**Problem to solve**
Search string "instance": state how many lines in the material below contain it, and nothing else.

**Supplied records**
++++

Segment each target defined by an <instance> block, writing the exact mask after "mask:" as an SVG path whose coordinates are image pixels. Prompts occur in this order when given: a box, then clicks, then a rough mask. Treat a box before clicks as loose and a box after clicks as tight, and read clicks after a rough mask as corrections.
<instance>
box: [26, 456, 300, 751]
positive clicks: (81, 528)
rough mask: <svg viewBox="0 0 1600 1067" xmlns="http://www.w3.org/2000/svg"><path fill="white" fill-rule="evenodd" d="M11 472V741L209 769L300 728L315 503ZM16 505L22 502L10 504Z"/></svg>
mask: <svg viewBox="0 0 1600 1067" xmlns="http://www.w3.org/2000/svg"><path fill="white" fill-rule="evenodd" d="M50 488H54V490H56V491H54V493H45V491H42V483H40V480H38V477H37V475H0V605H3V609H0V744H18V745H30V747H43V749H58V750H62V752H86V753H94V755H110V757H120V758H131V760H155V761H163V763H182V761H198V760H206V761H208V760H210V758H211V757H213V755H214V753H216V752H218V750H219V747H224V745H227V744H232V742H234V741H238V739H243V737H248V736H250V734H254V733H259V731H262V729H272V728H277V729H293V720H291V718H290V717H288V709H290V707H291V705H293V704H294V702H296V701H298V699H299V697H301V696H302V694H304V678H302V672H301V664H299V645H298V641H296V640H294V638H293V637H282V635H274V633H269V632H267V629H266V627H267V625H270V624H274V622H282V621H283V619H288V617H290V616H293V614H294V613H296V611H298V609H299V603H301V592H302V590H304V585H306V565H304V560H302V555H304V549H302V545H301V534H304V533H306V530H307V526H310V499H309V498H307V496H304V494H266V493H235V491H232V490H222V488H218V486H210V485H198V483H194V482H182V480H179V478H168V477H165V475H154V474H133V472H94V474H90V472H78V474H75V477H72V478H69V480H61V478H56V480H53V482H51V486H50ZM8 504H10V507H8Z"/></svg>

++++

**Response to this task**
2